The World Trade Organisation’s (WTO) first female and first African Director-General Ngozi Okonjo-Iweala resumed work yesterday after her official appointment on February 15.
Her appointment comes as she fills a six-month WTO leadership void and after her campaign was derailed by a veto from the former United States (U.S.) President Donald Trump administration.
The arrival of his successor, Joe Biden, made it possible for her to receive the consensus backing required to end the impasse.
“I am coming into one of the most important institutions in the world and we have a lot of work to do,” the former Nigerian finance and foreign minister said as she arrived for her first day on the job in Geneva.
“I feel ready to go.”
Dr. Okonjo-Iweala is hitting the ground running, with her first day on the job in Geneva coinciding with the annual meeting of the WTO’s General Council.
“I am hoping to be able to listen in and see what delegations have to say, what ambassadors have to say, about the key issues,” she told reporters about her expectations for her first day.
One of the first tasks for the 66-year-old Nigerian former finance minister will be to nominate four new deputy directors to help recharge the organisation’s negotiating mechanism.
This and others amid the global economic crisis triggered by the COVID-19 pandemic – about which Okonjo-Iweala has voiced concern about growing protectionism and nationalism.
The leader has already insisted that trade barriers must be lowered to help the world recover.
-----
▸ Exercise
Reproduce word for word the part of the WTO article starting with "The arrival of" and going on through "WTO’s General Council.".
-----
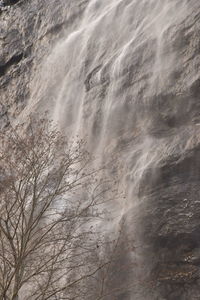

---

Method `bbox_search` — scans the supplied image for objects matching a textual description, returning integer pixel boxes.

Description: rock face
[0,0,87,128]
[0,0,200,300]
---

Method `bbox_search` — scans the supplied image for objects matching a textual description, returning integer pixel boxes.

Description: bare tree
[0,120,117,300]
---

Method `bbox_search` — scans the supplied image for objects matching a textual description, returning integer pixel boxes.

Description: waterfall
[19,0,199,300]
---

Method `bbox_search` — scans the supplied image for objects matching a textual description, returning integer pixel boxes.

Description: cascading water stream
[18,0,200,300]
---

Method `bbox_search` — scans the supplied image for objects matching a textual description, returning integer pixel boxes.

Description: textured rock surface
[0,0,200,300]
[0,0,87,127]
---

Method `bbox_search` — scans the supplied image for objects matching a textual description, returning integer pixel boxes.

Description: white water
[19,0,197,300]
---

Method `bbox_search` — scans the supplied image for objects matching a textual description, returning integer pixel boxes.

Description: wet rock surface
[0,0,200,300]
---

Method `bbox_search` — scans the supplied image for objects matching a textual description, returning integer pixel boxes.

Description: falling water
[19,0,198,300]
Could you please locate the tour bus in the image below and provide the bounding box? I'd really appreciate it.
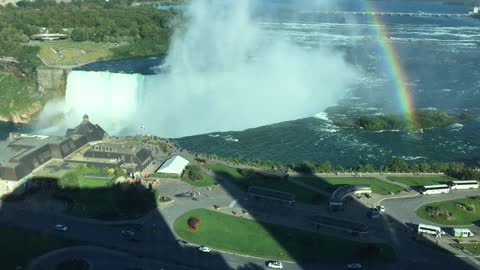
[453,228,473,237]
[421,184,450,195]
[450,180,478,189]
[418,224,445,237]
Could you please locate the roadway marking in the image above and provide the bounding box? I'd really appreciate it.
[228,200,237,208]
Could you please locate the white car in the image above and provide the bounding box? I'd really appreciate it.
[55,224,68,232]
[347,263,362,269]
[267,261,283,269]
[198,246,212,253]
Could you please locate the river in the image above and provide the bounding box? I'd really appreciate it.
[0,0,480,166]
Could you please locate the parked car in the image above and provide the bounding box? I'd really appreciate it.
[347,263,362,269]
[198,246,212,253]
[55,224,68,232]
[267,261,283,269]
[368,208,380,219]
[120,229,135,236]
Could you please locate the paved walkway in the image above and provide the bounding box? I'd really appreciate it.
[26,246,191,270]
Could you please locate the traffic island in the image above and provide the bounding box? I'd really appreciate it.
[174,209,395,264]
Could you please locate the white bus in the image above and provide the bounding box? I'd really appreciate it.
[421,184,450,195]
[453,228,473,237]
[417,224,445,237]
[450,180,478,189]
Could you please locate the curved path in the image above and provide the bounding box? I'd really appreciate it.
[382,190,479,231]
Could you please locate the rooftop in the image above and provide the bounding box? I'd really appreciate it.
[0,134,77,167]
[157,156,188,174]
[248,186,295,202]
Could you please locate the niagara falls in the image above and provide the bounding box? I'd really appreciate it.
[40,0,358,137]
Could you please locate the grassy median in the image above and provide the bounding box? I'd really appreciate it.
[174,209,394,263]
[204,164,327,203]
[387,176,454,187]
[0,225,78,270]
[416,196,480,225]
[298,177,405,195]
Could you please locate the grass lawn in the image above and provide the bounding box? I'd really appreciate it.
[0,225,79,270]
[182,171,217,187]
[174,209,394,263]
[416,197,480,225]
[451,243,480,256]
[299,177,405,195]
[54,167,156,220]
[0,72,41,116]
[39,40,116,65]
[387,176,454,187]
[204,163,327,203]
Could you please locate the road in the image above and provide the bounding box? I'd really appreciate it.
[0,163,478,270]
[381,190,479,231]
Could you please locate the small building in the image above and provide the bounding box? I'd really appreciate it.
[30,33,68,41]
[65,114,108,142]
[0,133,87,193]
[330,184,372,210]
[312,216,368,237]
[157,156,189,175]
[247,186,295,205]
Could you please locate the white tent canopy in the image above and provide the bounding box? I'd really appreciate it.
[157,156,188,175]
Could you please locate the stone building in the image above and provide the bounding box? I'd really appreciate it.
[65,114,108,142]
[81,139,153,172]
[0,133,87,192]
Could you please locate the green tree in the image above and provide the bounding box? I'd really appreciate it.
[58,172,80,188]
[187,165,203,180]
[388,157,408,172]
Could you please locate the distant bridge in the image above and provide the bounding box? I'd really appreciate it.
[305,11,472,17]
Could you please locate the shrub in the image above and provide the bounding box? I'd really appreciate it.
[187,217,201,232]
[58,172,79,188]
[186,165,203,181]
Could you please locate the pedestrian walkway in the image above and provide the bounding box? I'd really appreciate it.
[288,177,331,197]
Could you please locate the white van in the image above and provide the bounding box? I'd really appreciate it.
[417,224,445,238]
[453,228,473,237]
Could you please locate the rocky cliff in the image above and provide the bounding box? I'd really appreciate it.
[37,67,70,95]
[0,101,43,124]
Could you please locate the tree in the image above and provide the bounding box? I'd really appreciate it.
[292,160,316,173]
[388,157,408,172]
[187,165,203,180]
[187,217,201,232]
[420,162,431,172]
[58,172,80,188]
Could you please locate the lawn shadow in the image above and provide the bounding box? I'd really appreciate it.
[0,174,244,270]
[203,163,480,269]
[0,165,476,270]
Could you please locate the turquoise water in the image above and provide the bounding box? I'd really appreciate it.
[0,0,480,166]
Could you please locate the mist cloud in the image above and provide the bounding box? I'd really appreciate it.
[36,0,356,137]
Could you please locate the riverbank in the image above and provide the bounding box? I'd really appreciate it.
[334,110,478,130]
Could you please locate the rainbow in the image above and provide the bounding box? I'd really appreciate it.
[363,0,418,131]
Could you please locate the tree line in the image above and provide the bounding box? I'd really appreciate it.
[201,155,480,180]
[0,0,179,76]
[334,110,476,130]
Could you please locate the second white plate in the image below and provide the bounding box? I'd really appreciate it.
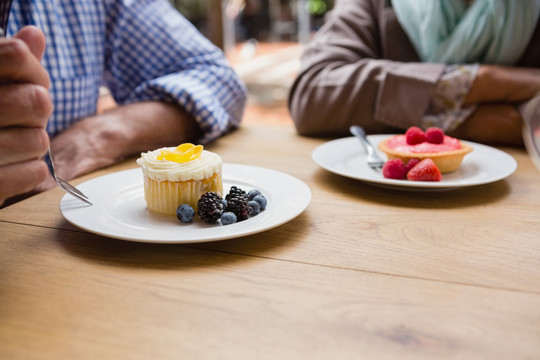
[60,164,311,243]
[312,135,517,191]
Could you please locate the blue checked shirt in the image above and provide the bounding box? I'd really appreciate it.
[7,0,246,143]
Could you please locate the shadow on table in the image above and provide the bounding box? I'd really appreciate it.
[56,214,309,269]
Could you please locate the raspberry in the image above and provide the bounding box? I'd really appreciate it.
[407,158,442,181]
[426,127,444,144]
[383,159,406,180]
[197,192,223,223]
[405,159,420,174]
[405,126,426,145]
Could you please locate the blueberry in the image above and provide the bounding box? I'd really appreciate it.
[176,204,195,222]
[248,189,262,200]
[248,200,261,216]
[253,194,268,211]
[221,211,236,225]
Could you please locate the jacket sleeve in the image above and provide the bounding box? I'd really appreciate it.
[289,0,445,136]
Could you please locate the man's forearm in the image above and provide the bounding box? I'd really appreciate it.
[51,102,199,180]
[463,65,540,105]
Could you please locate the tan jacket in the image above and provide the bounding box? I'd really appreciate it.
[289,0,540,136]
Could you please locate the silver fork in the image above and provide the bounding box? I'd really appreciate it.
[43,148,93,205]
[349,125,385,171]
[0,25,92,205]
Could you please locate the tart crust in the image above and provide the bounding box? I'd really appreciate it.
[378,138,473,173]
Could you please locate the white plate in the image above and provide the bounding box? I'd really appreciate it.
[60,164,311,243]
[311,135,517,191]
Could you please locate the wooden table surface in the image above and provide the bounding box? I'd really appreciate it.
[0,123,540,360]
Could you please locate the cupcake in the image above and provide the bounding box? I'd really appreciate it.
[137,143,223,215]
[379,127,473,173]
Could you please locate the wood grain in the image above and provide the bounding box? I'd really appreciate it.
[0,124,540,359]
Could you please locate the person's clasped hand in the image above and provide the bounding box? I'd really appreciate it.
[0,26,52,204]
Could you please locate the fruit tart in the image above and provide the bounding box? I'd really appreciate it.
[379,126,473,173]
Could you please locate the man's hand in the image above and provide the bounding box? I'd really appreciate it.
[449,103,523,146]
[0,26,52,204]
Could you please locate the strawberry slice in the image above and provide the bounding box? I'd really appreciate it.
[407,158,442,181]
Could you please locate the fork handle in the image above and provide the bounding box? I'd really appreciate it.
[349,125,375,155]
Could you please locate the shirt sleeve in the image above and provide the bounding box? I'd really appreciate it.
[422,64,478,131]
[104,0,246,143]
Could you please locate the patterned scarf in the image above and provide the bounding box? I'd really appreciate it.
[392,0,540,65]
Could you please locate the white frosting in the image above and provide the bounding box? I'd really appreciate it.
[137,147,222,181]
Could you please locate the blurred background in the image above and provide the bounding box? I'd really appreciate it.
[98,0,336,123]
[170,0,335,122]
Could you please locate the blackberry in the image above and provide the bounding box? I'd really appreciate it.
[197,192,223,223]
[225,186,253,221]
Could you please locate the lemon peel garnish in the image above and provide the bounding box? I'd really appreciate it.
[157,143,203,163]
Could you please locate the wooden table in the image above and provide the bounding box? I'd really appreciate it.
[0,123,540,360]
-----
▸ Response below
The arrival of his successor, Joe Biden, made it possible for her to receive the consensus backing required to end the impasse.
“I am coming into one of the most important institutions in the world and we have a lot of work to do,” the former Nigerian finance and foreign minister said as she arrived for her first day on the job in Geneva.
“I feel ready to go.”
Dr. Okonjo-Iweala is hitting the ground running, with her first day on the job in Geneva coinciding with the annual meeting of the WTO’s General Council.